● EXERCISE PROMPT:
Restate every line below word for word, but drop each picture.
--- MATERIAL FOR THIS TASK Enclosed Below ---
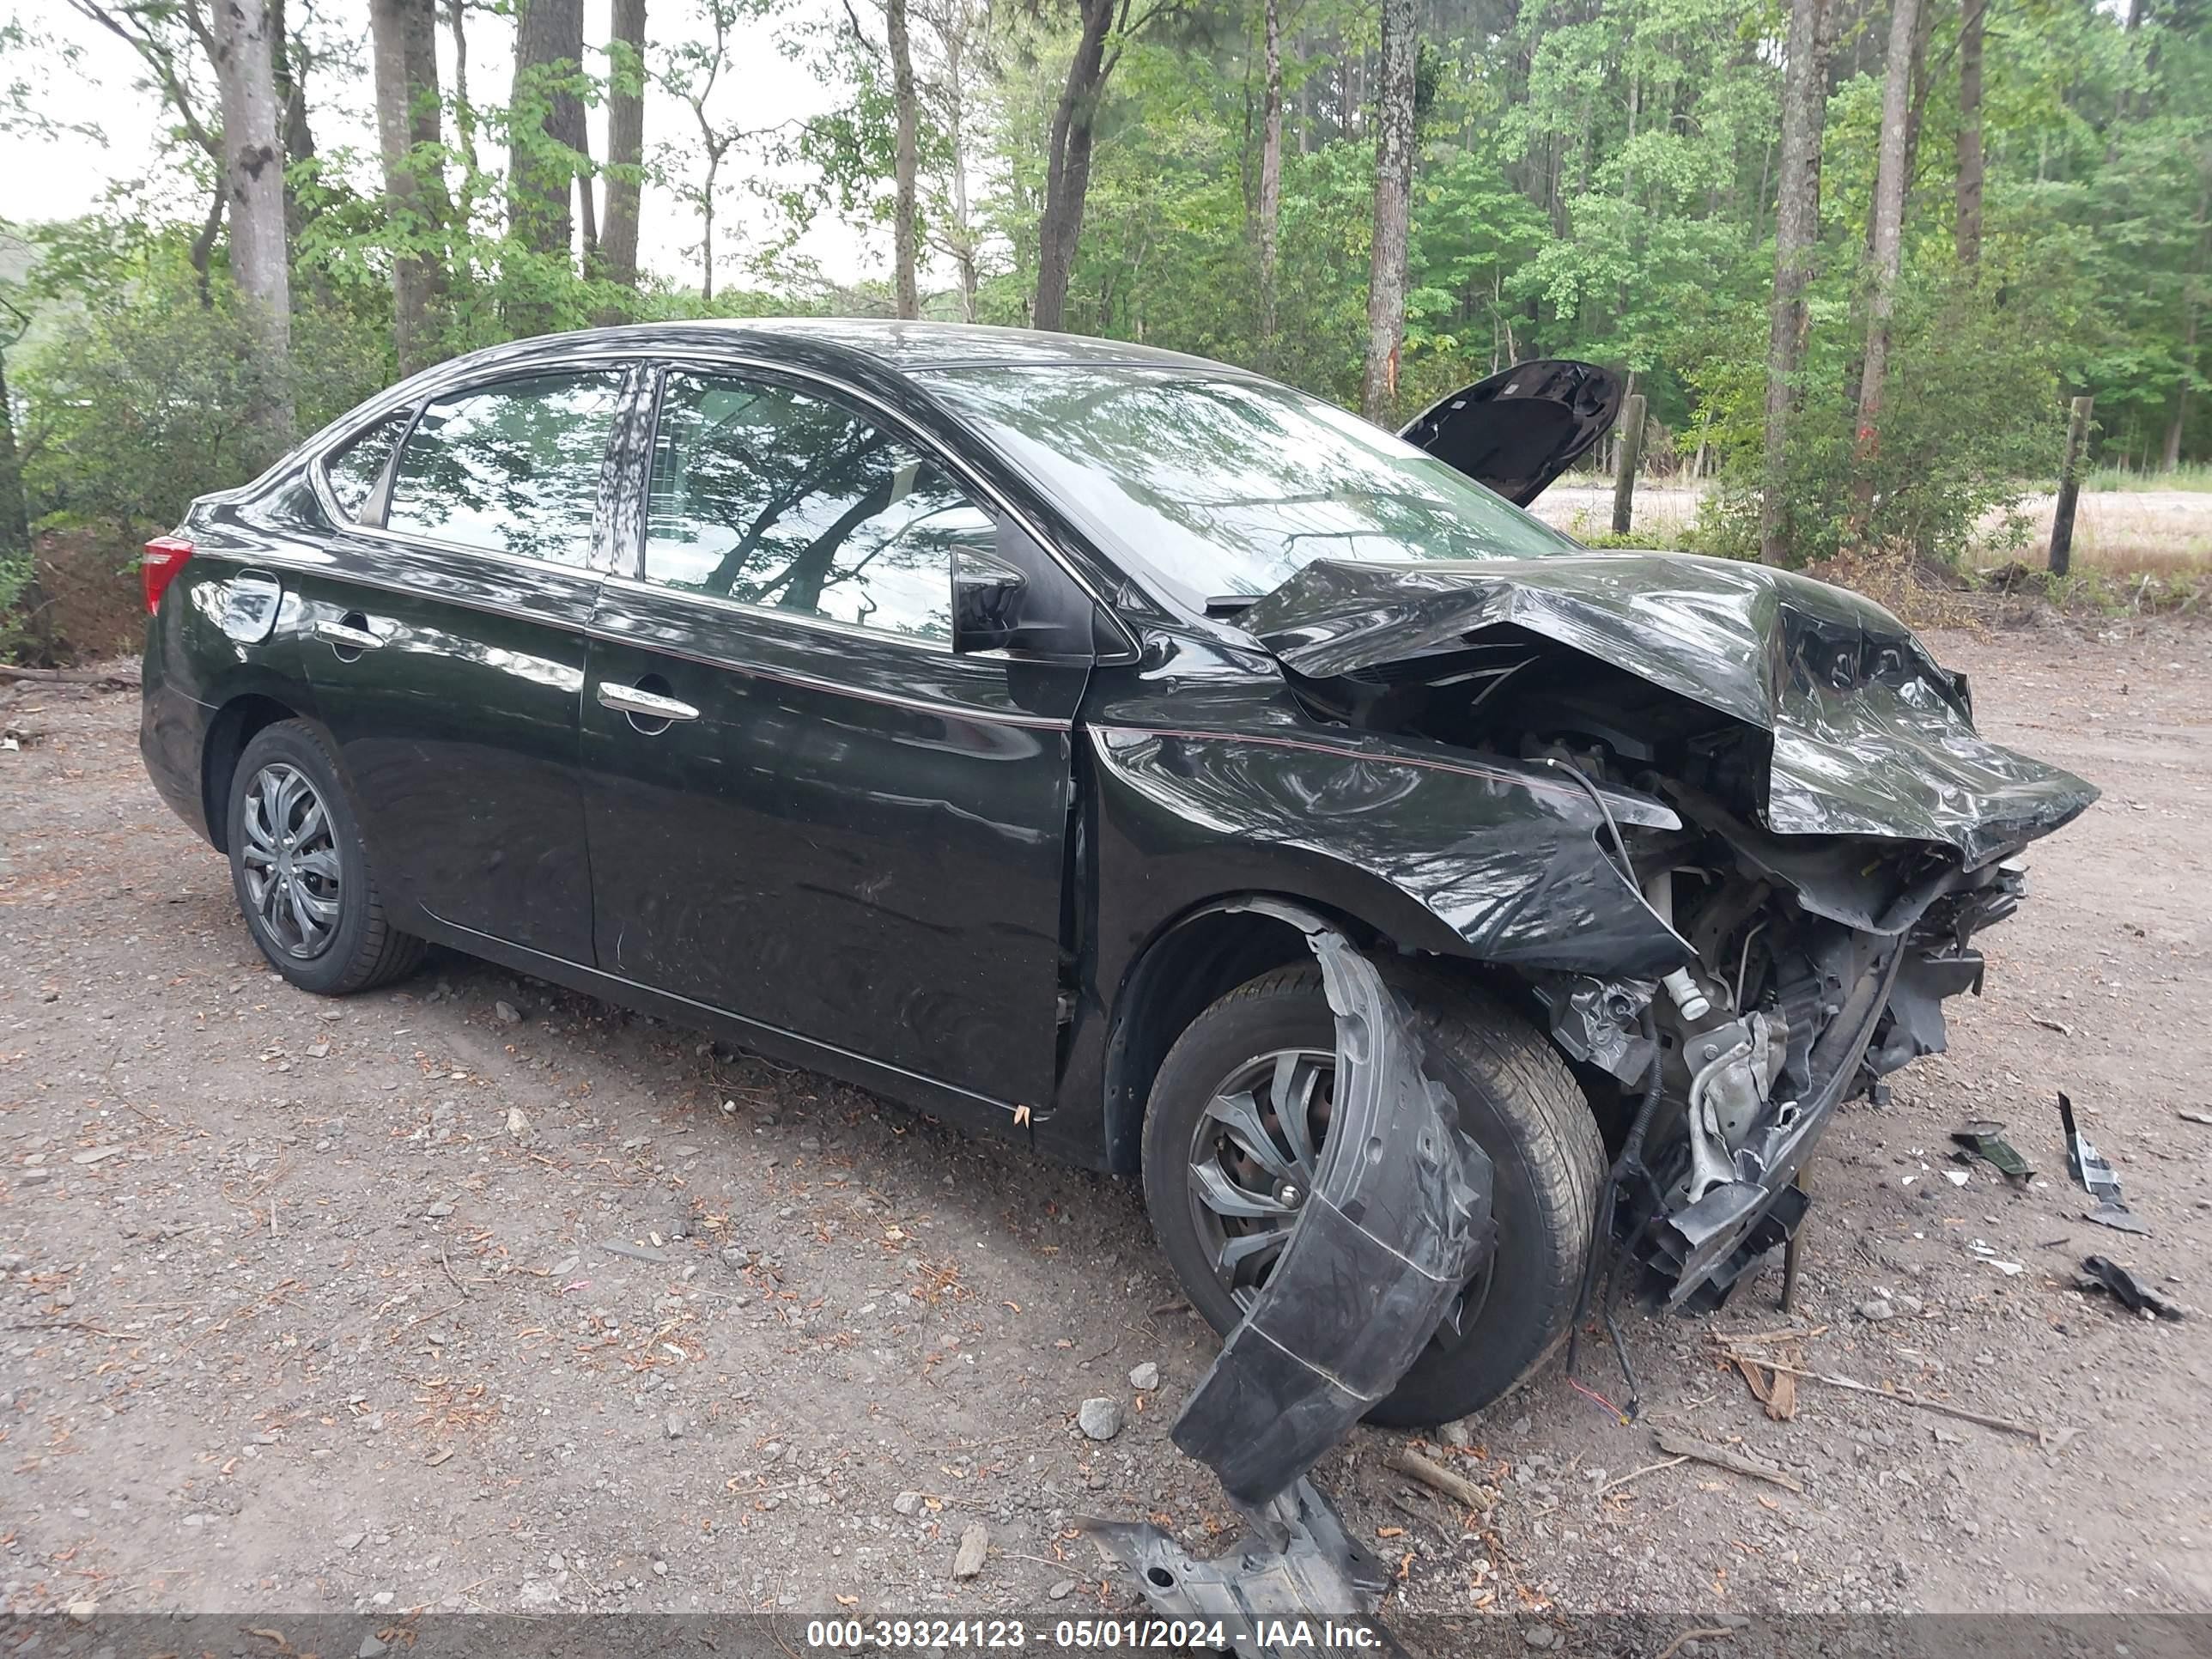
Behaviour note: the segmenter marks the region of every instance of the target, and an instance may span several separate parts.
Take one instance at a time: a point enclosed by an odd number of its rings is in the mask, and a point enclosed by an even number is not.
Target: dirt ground
[[[1403,1437],[1333,1453],[1395,1604],[2212,1609],[2212,631],[1935,642],[2106,796],[2035,849],[1950,1053],[1833,1126],[1799,1351],[2048,1440],[1809,1380],[1770,1419],[1712,1340],[1786,1322],[1770,1268],[1631,1317],[1633,1426],[1553,1369],[1431,1447],[1486,1515],[1388,1469]],[[1227,1541],[1167,1433],[1214,1340],[1127,1186],[458,957],[293,992],[136,714],[0,698],[0,1604],[1095,1612],[1125,1598],[1072,1517]],[[2081,1219],[2059,1089],[2149,1237]],[[1947,1178],[1974,1117],[2030,1189]],[[2187,1322],[2077,1291],[2091,1252]],[[1620,1397],[1601,1346],[1584,1380]],[[1655,1431],[1790,1484],[1652,1467]]]

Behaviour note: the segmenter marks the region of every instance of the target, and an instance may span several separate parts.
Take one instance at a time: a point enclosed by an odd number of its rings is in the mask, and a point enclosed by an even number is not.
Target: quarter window
[[[386,416],[368,431],[348,439],[323,463],[323,477],[349,519],[359,522],[362,509],[376,493],[378,481],[384,477],[385,463],[398,447],[399,434],[407,430],[410,412],[403,409],[395,415]]]
[[[850,410],[764,381],[672,374],[646,580],[922,640],[952,637],[952,553],[991,519]]]
[[[587,562],[621,390],[621,373],[608,370],[439,398],[400,452],[386,526],[494,553]]]

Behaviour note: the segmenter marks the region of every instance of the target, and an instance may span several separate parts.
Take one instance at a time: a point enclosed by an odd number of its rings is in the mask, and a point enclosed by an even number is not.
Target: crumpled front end
[[[1322,722],[1673,814],[1597,831],[1670,959],[1516,971],[1611,1144],[1640,1149],[1619,1238],[1677,1304],[1790,1235],[1836,1108],[1944,1046],[1975,935],[2026,891],[2014,855],[2097,795],[1982,736],[1879,605],[1763,566],[1322,562],[1240,620]]]

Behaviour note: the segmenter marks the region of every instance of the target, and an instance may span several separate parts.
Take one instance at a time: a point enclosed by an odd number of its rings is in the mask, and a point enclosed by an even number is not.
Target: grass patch
[[[2100,466],[2081,475],[2084,490],[2186,489],[2212,494],[2212,461],[2192,461],[2171,472],[2137,472],[2132,467]]]

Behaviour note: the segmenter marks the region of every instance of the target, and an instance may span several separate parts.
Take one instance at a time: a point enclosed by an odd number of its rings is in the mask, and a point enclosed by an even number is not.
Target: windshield
[[[917,378],[1102,548],[1192,605],[1267,592],[1316,559],[1584,550],[1433,456],[1288,386],[1087,366]]]

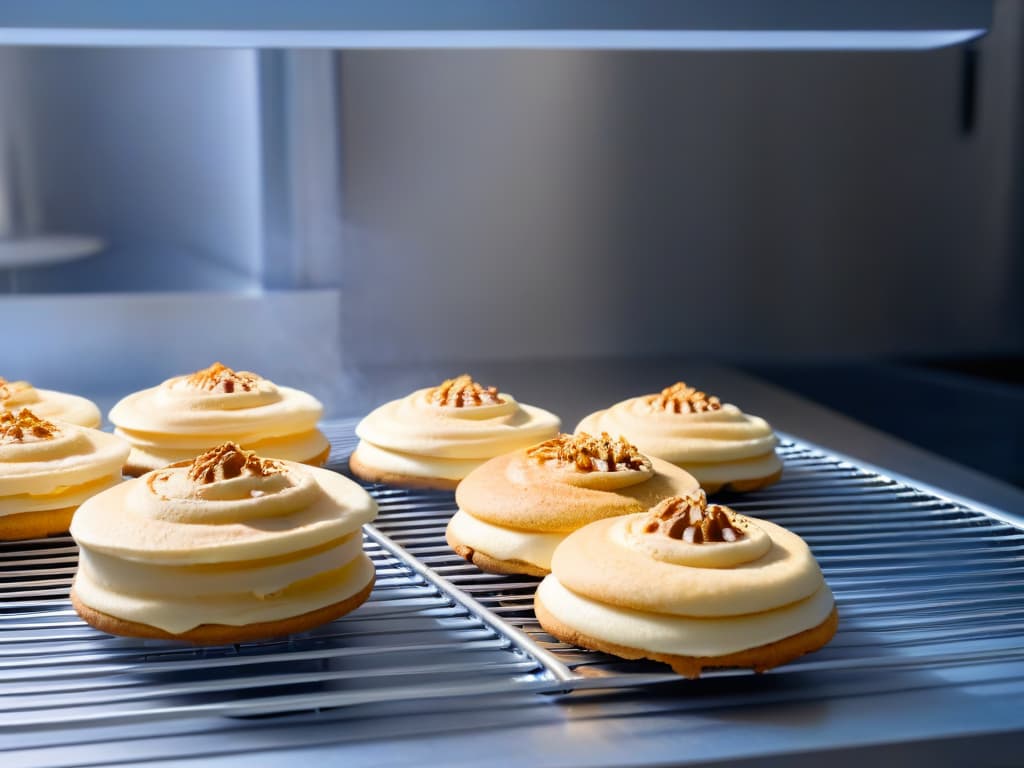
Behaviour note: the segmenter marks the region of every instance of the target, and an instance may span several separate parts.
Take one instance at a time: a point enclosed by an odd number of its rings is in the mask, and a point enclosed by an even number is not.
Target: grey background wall
[[[102,236],[98,260],[25,290],[259,284],[259,88],[251,51],[21,49],[42,225]],[[173,264],[175,269],[168,269]],[[193,274],[194,273],[194,274]]]
[[[216,349],[310,381],[442,359],[1019,355],[1022,38],[1024,6],[997,2],[969,131],[959,50],[5,52],[44,226],[110,248],[19,270],[0,375],[71,360],[68,381],[123,386],[140,339],[142,382]]]
[[[344,54],[346,353],[1019,352],[1022,26],[967,132],[958,50]]]

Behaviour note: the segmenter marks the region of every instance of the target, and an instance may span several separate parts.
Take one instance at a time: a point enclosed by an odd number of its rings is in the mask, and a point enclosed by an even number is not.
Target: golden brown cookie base
[[[512,451],[489,459],[459,484],[459,509],[491,525],[537,533],[567,534],[597,520],[650,509],[668,496],[700,488],[689,472],[659,458],[654,474],[608,490],[567,482],[557,467]],[[623,473],[599,473],[622,476]]]
[[[427,488],[435,491],[454,491],[459,484],[458,480],[450,480],[446,477],[419,477],[417,475],[403,475],[397,472],[384,472],[379,469],[367,466],[359,460],[358,449],[348,457],[348,468],[352,474],[367,483],[383,483],[384,485],[395,485],[399,488]]]
[[[736,653],[727,653],[723,656],[676,656],[669,653],[655,653],[640,648],[631,648],[625,645],[616,645],[604,640],[597,640],[588,635],[573,629],[556,618],[540,598],[534,598],[533,610],[537,620],[549,635],[559,640],[580,648],[590,648],[594,651],[603,651],[624,659],[653,659],[661,661],[672,667],[672,671],[692,679],[700,677],[702,670],[710,667],[748,667],[755,672],[777,667],[781,664],[793,661],[805,653],[816,651],[824,646],[836,633],[839,626],[839,614],[832,608],[832,613],[821,624],[799,632],[790,637],[784,637],[774,643],[759,645],[756,648],[748,648]]]
[[[200,453],[201,453],[201,451],[200,451]],[[196,454],[196,455],[198,456],[199,454]],[[324,462],[327,461],[327,457],[330,456],[330,455],[331,455],[331,449],[330,449],[330,446],[328,446],[323,451],[318,453],[316,456],[313,456],[312,458],[309,458],[309,459],[303,459],[299,463],[300,464],[309,464],[312,467],[322,467],[324,465]],[[191,464],[191,463],[192,462],[191,462],[190,459],[186,459],[185,461],[176,461],[176,462],[174,462],[173,465],[172,464],[168,464],[167,466],[169,466],[169,467],[170,466],[174,466],[174,465],[185,466],[185,465]],[[127,477],[141,477],[142,475],[146,474],[147,472],[152,472],[155,469],[163,469],[163,467],[148,467],[148,466],[144,467],[141,464],[132,464],[131,463],[131,459],[129,459],[128,463],[126,463],[123,467],[121,467],[121,473],[123,475],[127,476]]]
[[[76,509],[78,507],[64,507],[0,516],[0,541],[42,539],[67,533]]]
[[[685,467],[684,467],[685,469]],[[778,472],[773,472],[767,477],[755,477],[750,480],[731,480],[728,483],[701,483],[703,488],[708,495],[719,492],[726,493],[747,493],[749,491],[758,491],[762,488],[767,488],[772,483],[777,483],[782,478],[782,469]]]
[[[373,591],[375,578],[370,579],[357,594],[352,595],[340,603],[318,608],[309,613],[293,616],[279,621],[261,621],[256,624],[243,624],[233,627],[228,624],[200,624],[198,627],[175,635],[166,632],[158,627],[148,624],[139,624],[134,621],[126,621],[116,616],[97,611],[79,601],[74,588],[71,589],[71,604],[78,615],[86,622],[96,627],[101,632],[111,635],[122,635],[125,637],[144,637],[158,640],[183,640],[194,645],[224,645],[230,643],[248,643],[253,640],[267,640],[274,637],[284,637],[297,632],[305,632],[307,629],[319,627],[329,621],[344,616],[346,613],[355,610],[370,596]]]
[[[444,538],[448,542],[448,546],[454,549],[459,557],[465,558],[485,573],[500,573],[506,576],[522,574],[538,577],[547,576],[550,573],[539,565],[528,563],[525,560],[499,560],[496,557],[485,555],[483,552],[463,544],[448,531],[445,531]]]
--- End of Enclosed MATERIAL FOR THIS TASK ---
● EXPECTED ANSWER:
Behaviour note: the segmenter marks the region of every instance of the target, and an instance may span several separate parts.
Take one instance at a time: a point enclosed by an odd number of its rings is in the mask, and a point enclosed by an even number is not.
Target: dirt ground
[[[1403,1437],[1333,1453],[1395,1604],[2212,1609],[2212,631],[1935,642],[2106,796],[2035,849],[1950,1053],[1833,1126],[1799,1351],[2048,1440],[1809,1380],[1770,1419],[1712,1340],[1786,1322],[1770,1268],[1631,1317],[1633,1426],[1553,1369],[1431,1447],[1486,1515],[1388,1469]],[[1227,1541],[1167,1433],[1214,1340],[1127,1186],[458,957],[293,992],[136,714],[0,698],[0,1604],[1095,1612],[1125,1598],[1072,1517]],[[2081,1219],[2059,1089],[2149,1237]],[[1947,1178],[1974,1117],[2030,1189]],[[2187,1322],[2077,1291],[2091,1252]],[[1620,1397],[1601,1346],[1584,1380]],[[1655,1431],[1790,1484],[1652,1467]]]

Behaviour note: the segmenter marks the region of every instance of the target, and an instance may span several separate parts.
Take one instance at a time: a point enclosed by an odd number of its rings is in the mask, and a point enclosed by an even number is not.
Target: quarter window
[[[386,416],[368,431],[348,439],[323,463],[323,477],[349,519],[359,522],[362,509],[376,493],[378,481],[384,477],[385,463],[398,447],[399,434],[407,430],[410,412],[403,409],[395,415]]]
[[[850,410],[764,381],[672,374],[646,580],[922,640],[952,637],[952,553],[991,519]]]
[[[587,562],[621,390],[621,373],[608,370],[439,398],[400,452],[386,526],[494,553]]]

Behaviour note: the segmenter marks the region of every instance of the target, and an instance may span several separate parts.
Take one instance at a time: a point enclosed by an odd number of its rings is in the mask, and a point enclosed by an even number is not.
Target: crumpled front end
[[[1322,722],[1673,814],[1597,831],[1670,959],[1516,971],[1611,1144],[1640,1149],[1619,1238],[1677,1304],[1790,1235],[1836,1108],[1944,1046],[1975,935],[2026,891],[2014,855],[2097,795],[1982,736],[1879,605],[1763,566],[1322,562],[1240,620]]]

Behaviour note: the segmenter marks the region of every instance of the target, and an instance may span several separate parts.
Take one instance at a time: a point enclosed by an odd number of its rings is in the mask, and a point enclosed by an even number is not.
Target: grass patch
[[[2100,466],[2081,475],[2084,490],[2186,489],[2212,494],[2212,461],[2192,461],[2171,472],[2137,472],[2132,467]]]

Behaviour note: the segmenter marks the region of every instance of the target, and an instance may span several separate parts.
Take one instance at a time: a point enclosed by an odd number of its rings is in the mask, and a point enclosed by an even number is not.
Target: windshield
[[[917,378],[1102,548],[1192,605],[1267,592],[1316,559],[1584,550],[1433,456],[1288,386],[1087,366]]]

Behaviour note: the segmenter marks the region of every instance of the target, and an instance may span several separate parts.
Take one instance at a time: a point enclosed by an odd number of its rings is in the mask, and a point enclosed by an even number is not.
Target: grey background wall
[[[102,236],[98,260],[25,290],[259,284],[259,88],[251,51],[21,49],[42,225]],[[173,264],[175,269],[168,269]],[[193,274],[194,273],[194,274]]]
[[[216,349],[310,381],[442,359],[1019,355],[1022,38],[1024,6],[997,2],[969,131],[959,50],[5,52],[44,226],[110,248],[19,270],[0,375],[71,360],[68,381],[123,386],[140,339],[142,382]]]
[[[344,54],[346,353],[1019,352],[1022,26],[967,132],[958,50]]]

Behaviour note: the segmenter marks the region of every instance of the target, and an instance may span several separate parts.
Take one instance at a time: a point enclosed by an odd number of its rings is in the mask, and a point enclosed by an even number is not.
Target: golden brown cookie base
[[[512,451],[489,459],[459,484],[459,509],[491,525],[537,533],[567,534],[597,520],[650,509],[668,496],[700,488],[689,472],[659,458],[654,474],[608,490],[567,482],[557,467]],[[623,473],[599,473],[622,476]]]
[[[427,488],[435,491],[454,491],[459,484],[458,480],[450,480],[446,477],[419,477],[417,475],[403,475],[397,472],[384,472],[379,469],[367,466],[359,460],[358,449],[348,457],[348,468],[352,474],[367,483],[383,483],[384,485],[395,485],[399,488]]]
[[[736,653],[727,653],[723,656],[676,656],[669,653],[655,653],[640,648],[631,648],[625,645],[616,645],[604,640],[597,640],[588,635],[573,629],[556,618],[540,598],[534,598],[533,610],[537,620],[549,635],[559,640],[580,648],[590,648],[594,651],[603,651],[624,659],[653,659],[661,661],[672,667],[672,671],[692,679],[700,677],[702,670],[710,667],[748,667],[755,672],[777,667],[781,664],[793,661],[805,653],[816,651],[824,646],[836,633],[839,626],[839,614],[832,608],[832,613],[821,624],[799,632],[790,637],[784,637],[774,643],[759,645],[756,648],[748,648]]]
[[[200,453],[201,453],[201,451],[200,451]],[[196,454],[196,455],[198,456],[199,454]],[[324,462],[327,461],[327,457],[330,456],[330,455],[331,455],[331,449],[330,449],[330,446],[328,446],[323,451],[318,453],[316,456],[313,456],[312,458],[309,458],[309,459],[303,459],[299,463],[300,464],[309,464],[312,467],[322,467],[324,465]],[[191,464],[191,463],[192,462],[191,462],[190,459],[186,459],[185,461],[176,461],[176,462],[174,462],[173,465],[172,464],[168,464],[167,466],[169,466],[169,467],[170,466],[174,466],[174,465],[185,466],[185,465]],[[127,477],[141,477],[142,475],[146,474],[147,472],[152,472],[155,469],[163,469],[163,467],[148,467],[148,466],[144,467],[141,464],[132,464],[131,463],[131,459],[129,459],[128,463],[126,463],[123,467],[121,467],[121,473],[123,475],[127,476]]]
[[[76,509],[78,507],[64,507],[0,516],[0,541],[42,539],[67,533]]]
[[[685,467],[684,467],[685,469]],[[778,472],[773,472],[767,477],[755,477],[750,480],[731,480],[728,483],[701,483],[703,488],[708,495],[719,492],[726,493],[747,493],[749,491],[758,491],[762,488],[767,488],[772,483],[777,483],[782,478],[782,469]]]
[[[373,591],[375,578],[370,579],[357,594],[352,595],[340,603],[318,608],[309,613],[293,616],[279,621],[261,621],[256,624],[243,624],[233,627],[228,624],[200,624],[198,627],[175,635],[166,632],[158,627],[148,624],[139,624],[134,621],[126,621],[116,616],[97,611],[79,601],[74,588],[71,589],[71,604],[78,615],[86,622],[96,627],[101,632],[111,635],[122,635],[125,637],[144,637],[158,640],[183,640],[194,645],[224,645],[230,643],[248,643],[253,640],[267,640],[274,637],[284,637],[297,632],[305,632],[307,629],[319,627],[329,621],[344,616],[346,613],[355,610],[370,596]]]
[[[444,538],[448,542],[448,546],[454,549],[459,557],[465,558],[485,573],[500,573],[506,576],[522,574],[538,577],[547,576],[550,573],[539,565],[528,563],[525,560],[499,560],[496,557],[485,555],[483,552],[463,544],[448,531],[445,531]]]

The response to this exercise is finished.